__THE EXERCISE__
Reproduce all of the records below word for word. Leave the pictures out.
═════ INPUT ═════
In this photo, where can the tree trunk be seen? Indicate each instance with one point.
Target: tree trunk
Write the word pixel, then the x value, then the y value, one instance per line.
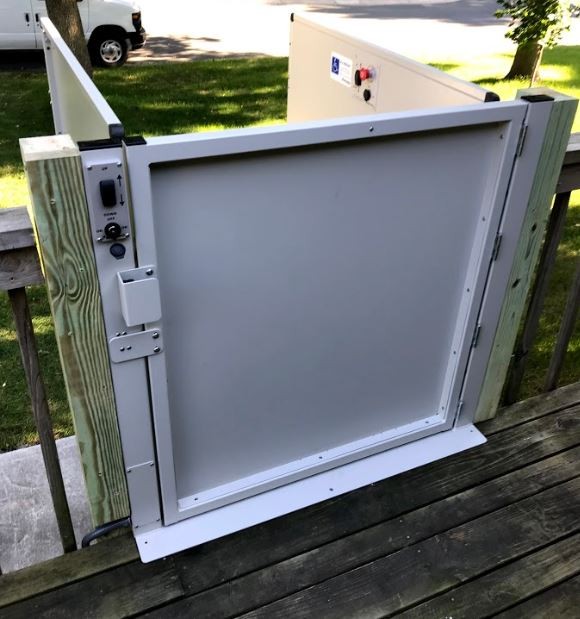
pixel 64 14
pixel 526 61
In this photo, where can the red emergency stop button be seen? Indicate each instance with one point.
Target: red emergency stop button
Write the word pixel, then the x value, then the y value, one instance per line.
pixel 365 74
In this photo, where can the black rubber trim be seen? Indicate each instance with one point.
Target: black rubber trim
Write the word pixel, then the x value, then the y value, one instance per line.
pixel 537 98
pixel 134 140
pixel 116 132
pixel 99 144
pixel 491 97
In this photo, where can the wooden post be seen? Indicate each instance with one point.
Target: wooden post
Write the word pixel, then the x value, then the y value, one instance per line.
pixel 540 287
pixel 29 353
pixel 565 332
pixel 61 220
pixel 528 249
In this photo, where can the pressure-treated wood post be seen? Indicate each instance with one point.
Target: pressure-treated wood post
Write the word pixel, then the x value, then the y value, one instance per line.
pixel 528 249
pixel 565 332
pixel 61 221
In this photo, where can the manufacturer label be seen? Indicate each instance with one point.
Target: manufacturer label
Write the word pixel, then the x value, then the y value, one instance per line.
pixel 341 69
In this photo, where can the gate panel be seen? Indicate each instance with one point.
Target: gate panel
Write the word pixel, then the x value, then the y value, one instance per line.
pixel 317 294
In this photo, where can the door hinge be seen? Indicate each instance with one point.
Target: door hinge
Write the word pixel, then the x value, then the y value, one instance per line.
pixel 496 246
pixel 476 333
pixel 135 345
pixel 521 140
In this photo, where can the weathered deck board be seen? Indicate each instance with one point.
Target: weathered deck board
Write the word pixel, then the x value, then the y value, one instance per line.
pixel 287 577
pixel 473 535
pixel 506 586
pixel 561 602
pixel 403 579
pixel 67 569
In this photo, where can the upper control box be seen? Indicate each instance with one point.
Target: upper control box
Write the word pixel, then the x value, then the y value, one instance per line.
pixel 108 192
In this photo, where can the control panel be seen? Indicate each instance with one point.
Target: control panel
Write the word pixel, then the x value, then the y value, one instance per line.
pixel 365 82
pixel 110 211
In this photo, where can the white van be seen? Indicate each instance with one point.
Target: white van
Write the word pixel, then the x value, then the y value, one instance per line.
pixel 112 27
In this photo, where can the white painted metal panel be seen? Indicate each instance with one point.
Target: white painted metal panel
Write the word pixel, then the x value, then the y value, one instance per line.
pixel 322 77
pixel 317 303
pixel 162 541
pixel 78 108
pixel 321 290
═════
__EXERCISE SOLUTION__
In this photo, where can the tree trunk be seen? Indicate each instance with one point.
Target: tree trunk
Write the word pixel, then the x value, then the y value, one instance per line.
pixel 64 14
pixel 526 61
In this photo, where can the red emergency stop button be seen? Indicate each instance with one point.
Target: red emergency stop button
Write the word pixel, then the x value, then the y value, one instance per line.
pixel 365 74
In this photo, where can the black rubber trim be seen? Indicate each instance with one point.
Target: black rubber trim
Write the word pixel, then the x value, then the y value, one instance per line.
pixel 537 98
pixel 134 140
pixel 116 132
pixel 99 144
pixel 491 97
In this photo, where can the wooden post be seen? Indicate each instance with one point.
Target: wooden post
Write the word pixel, then the x value, then the y value, one instance per line.
pixel 540 287
pixel 29 353
pixel 565 332
pixel 61 220
pixel 528 249
In this photo, where can the pressure-treated wood post be seen? Indicate each instance with one point.
Target: pressure-treated wood post
Write the word pixel, then the x value, then the y value, one instance per line.
pixel 528 249
pixel 565 332
pixel 61 221
In this photo, where can the manufacturer label be seen? Indicate each instance with one point.
Target: manufacturer label
Write the word pixel, then the x value, then the y value, one instance per line.
pixel 341 69
In this photo, where can the gate panel be seen? Indicate each instance with one point.
Target: gate panel
Write the word pixel, then the x value, then the y value, one instance per line.
pixel 317 294
In this photo, where can the door hinge be seen? Indicate each instance with one point.
Target: door hinge
Write the word pixel, then the x value, then the y value, one instance per line.
pixel 496 246
pixel 476 333
pixel 135 345
pixel 521 140
In this photo, where can the weathered deck board be seen? Indicate each instance with one point.
Target: weathered deck board
Write the word pixel, then the x value, then the y value, one instance per line.
pixel 287 577
pixel 473 535
pixel 506 586
pixel 561 602
pixel 403 579
pixel 67 569
In this photo, where can the upper control box be seen? Indicate each instance with one point.
Target: upper control box
Write the word pixel, then the x value, then the y value, one instance per line.
pixel 108 192
In this photo, where can the control panel be seen? Indicate each instance with one point.
Target: control panel
Write the word pixel, then the x value, then the y value, one instance per line.
pixel 365 82
pixel 110 211
In this photo, where can the white van be seen? Indicate each instance with one point.
Target: white van
Write the word pixel, then the x value, then the y value, one instance per line.
pixel 112 27
In this photo, where can the white painted metal panel be seen? Indicate each instance with one point.
Target: white painted metal panel
Write the word pixel, then the x value, then the y value, one instance per line.
pixel 322 77
pixel 317 303
pixel 162 541
pixel 78 108
pixel 321 290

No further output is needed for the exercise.